» **SOURCE MATERIAL**
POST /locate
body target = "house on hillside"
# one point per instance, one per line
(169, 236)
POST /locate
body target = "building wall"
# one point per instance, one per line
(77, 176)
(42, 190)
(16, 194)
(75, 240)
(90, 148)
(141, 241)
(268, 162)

» **ASSIGNMENT**
Exactly as given, repeat every record above.

» **RESPONSE TO THIS TASK**
POST /locate
body target = "house on hillside"
# one point per instance, one per line
(169, 236)
POST /locate
body target = "building wall"
# one point per instance, one per line
(77, 176)
(42, 190)
(16, 194)
(75, 240)
(90, 148)
(141, 241)
(268, 162)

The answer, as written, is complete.